- _Vorliegender Auszug_:
╔══

Durch eine Scheidung nahm deshalb schon manche Selbstständigkeit ein jähes Ende. Ein Ehevertrag kann vor diesem Risiko etwa durch die Vereinbarung, bestimmte Gegenstände des Betriebsvermögens aus dem Zugewinnausgleich herauszunehmen, oder eine Deckelung des Ausgleichsbetrags effektiv schützen.
Vereinbarung vom Notar beglaubigen lassen
Im Fall der Scheidung muss zur Ermittlung des Zugewinns der Verkehrswert des Vermögens beider Partner ermittelt werden. Nach den gesetzlichen Regeln gilt dabei Folgendes: Hat der Arzt die Praxis nach der Hochzeit eröffnet, kann sein Ex-Partner nach der Scheidung 50 Prozent des Praxiswertes verlangen.
Wer bereits als Praxisinhaber vor den Altar getreten ist, aber über die Jahre den Wert der Praxis gesteigert hat, zahlt ebenfalls. Diesmal die Hälfte des Wertzuwachses. Niedergelassene unterschätzen dabei leicht den Wert ihrer Praxis. Bei der Berechnung des Zugewinnausgleichs sind nämlich auch immaterielle Werte, wie etwa der „goodwill“, mit anzusetzen. Dies folgt aus einer Entscheidung des Bundesgerichtshofs (Az.: XII ZR 40/09). Die Entscheidung macht auch deutlich, wie schwierig die Bewertungsfragen im Einzelnen sind. Beispielsweise muss ermittelt werden, in welchem Grad der Ertrag auf den individuellen Einsatz des Inhabers des Unternehmens oder der Praxis zurückzuführen ist.

╚══

- _Aufgabe A_:
Prüfe anhand des Auszugs zum Zugewinnausgleich, ob die folgenden Aussagen zutreffen. Antworte jeweils mit Ja oder Nein und zitiere die entscheidenden Worte des Auszugs wörtlich.
(i) Eröffnet ein Arzt seine Praxis nach der Hochzeit, kann der Ex-Partner nach der Scheidung die Hälfte des Praxiswertes verlangen.
(ii) Immaterielle Werte bleiben bei der Berechnung des Zugewinnausgleichs außer Betracht.
(iii) Wer schon vor der Hochzeit Praxisinhaber war, muss nach einer Scheidung nichts zahlen.
- _Aufgabe B_: Nenne in der Reihenfolge ihres Auftretens alle Wortformen im Auszug zum Zugewinnausgleich, die den Bestandteil „Zugewinn“ enthalten.
- _Aufgabe C_: Setze den Auszug zum Zugewinnausgleich bei Praxisinhabern im gleichen Stil fort.

- _Rohdaten_:
╔══

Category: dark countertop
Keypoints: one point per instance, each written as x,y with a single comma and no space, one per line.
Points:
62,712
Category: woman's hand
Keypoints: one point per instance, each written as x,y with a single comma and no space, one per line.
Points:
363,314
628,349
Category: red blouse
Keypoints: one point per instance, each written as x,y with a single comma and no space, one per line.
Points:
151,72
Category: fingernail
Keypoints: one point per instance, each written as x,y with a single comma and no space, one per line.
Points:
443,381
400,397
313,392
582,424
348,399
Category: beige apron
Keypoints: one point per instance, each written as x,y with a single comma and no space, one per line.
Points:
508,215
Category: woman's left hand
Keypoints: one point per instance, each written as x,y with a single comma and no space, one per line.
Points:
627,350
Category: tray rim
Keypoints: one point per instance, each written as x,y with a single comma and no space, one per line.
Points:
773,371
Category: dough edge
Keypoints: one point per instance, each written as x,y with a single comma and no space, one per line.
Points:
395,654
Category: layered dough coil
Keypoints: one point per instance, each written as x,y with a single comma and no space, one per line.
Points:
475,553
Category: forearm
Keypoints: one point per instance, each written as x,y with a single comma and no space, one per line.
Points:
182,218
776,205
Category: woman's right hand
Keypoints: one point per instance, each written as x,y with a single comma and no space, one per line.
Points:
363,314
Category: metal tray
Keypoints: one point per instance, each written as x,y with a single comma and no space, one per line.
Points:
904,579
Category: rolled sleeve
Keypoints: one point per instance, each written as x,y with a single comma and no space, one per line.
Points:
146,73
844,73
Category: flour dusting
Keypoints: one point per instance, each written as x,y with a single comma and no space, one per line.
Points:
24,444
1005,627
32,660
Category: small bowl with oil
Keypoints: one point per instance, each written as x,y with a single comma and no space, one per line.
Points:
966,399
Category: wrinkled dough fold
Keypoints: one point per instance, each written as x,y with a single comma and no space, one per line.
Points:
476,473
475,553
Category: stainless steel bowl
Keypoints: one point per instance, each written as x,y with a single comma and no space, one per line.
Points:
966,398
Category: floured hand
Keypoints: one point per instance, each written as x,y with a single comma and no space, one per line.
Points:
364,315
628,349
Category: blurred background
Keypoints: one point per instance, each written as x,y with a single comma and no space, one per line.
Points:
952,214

╚══

- _Antwort A_:
(i) Ja: „Hat der Arzt die Praxis nach der Hochzeit eröffnet, kann sein Ex-Partner nach der Scheidung 50 Prozent des Praxiswertes verlangen.“
(ii) Nein: „Bei der Berechnung des Zugewinnausgleichs sind nämlich auch immaterielle Werte, wie etwa der „goodwill“, mit anzusetzen.“
(iii) Nein: „zahlt ebenfalls. Diesmal die Hälfte des Wertzuwachses.“

- _Antwort B_: Zugewinnausgleich, Zugewinns, Zugewinnausgleichs

- _Antwort C_:
Hierüber kann man sich später teuer streiten, wenn man nicht notarielle Vorsorge getroffen bzw. einen Ehevertrag abgeschlossen hat. Die Summen, die sonst fällig werden, sind oft so hoch, dass sie sich nur auftreiben lassen, indem die Praxis veräußert wird – oder der Arzt einen Kredit aufnimmt. Vorsorge ist daher unbedingt angezeigt.
Ehevertrag nach der Heirat abschließen
Hat man den Abschluss eines Ehevertrages vor der Eheschließung versäumt, kann man dies durchaus noch später während der Ehe regeln. Trotzdem macht es Sinn, den Vertrag zwischen den Eheleuten möglichst früh abzuschließen. Auch wegen möglicher Kostenvorteile: Die Kosten für den Vertrag richten sich nach dem Vermögen der Ehegatten zum Zeitpunkt des Vertragsschlusses. Daher können gerade junge Paare besonders günstig vorsorgen.
Ehevertrag für den Erbfall
Empfehlenswert ist ein Ehevertrag auch dann, wenn die Vermögensverhältnisse der angehenden Brautleute sehr unterschiedlich sind, etwa, weil einer der Partner geerbt hat oder eine Erbschaft ansteht. In jedem Fall raten Juristen dazu, vor der Ehe ein umfassendes Verzeichnis der eigenen Vermögenswerte zu erstellen: Wer Antiquitäten oder Schmuck besitzt, sollte diese fotografieren und zusammen mit etwaigen Zertifikaten aufbewahren. Wer Aktiendepots und sonstiges Kapitalvermögen besitzt, tut gut daran, den jeweiligen Kontostand zum Tage der Eheschließung zu dokumentieren. Das ist zwar nicht romantisch, spart im Fall einer Scheidung aber die oft ermüdenden Querelen, mit welchem Startvermögen die beiden Parteien eigentlich in die Ehe gegangen sind.
Nicht zuletzt bildet die Geburt gemeinsamer Kinder stets einen Anlass, über individuelle Regelungen nachzudenken. Wenn einer der Partner dauerhaft für die Familie zurücksteckt, sollte er dafür eine angemessene Entschädigung in Geld erhalten – erst recht, wenn beide Partner eine akademische Ausbildung besitzen.
Da sich ein Ehevertrag nicht nur vor, sondern auch während der Ehe noch schließen lässt, haben Paare zudem die Möglichkeit, Schieflagen, die erst im Laufe der Jahre entstanden sind, nachträglich wieder auszugleichen.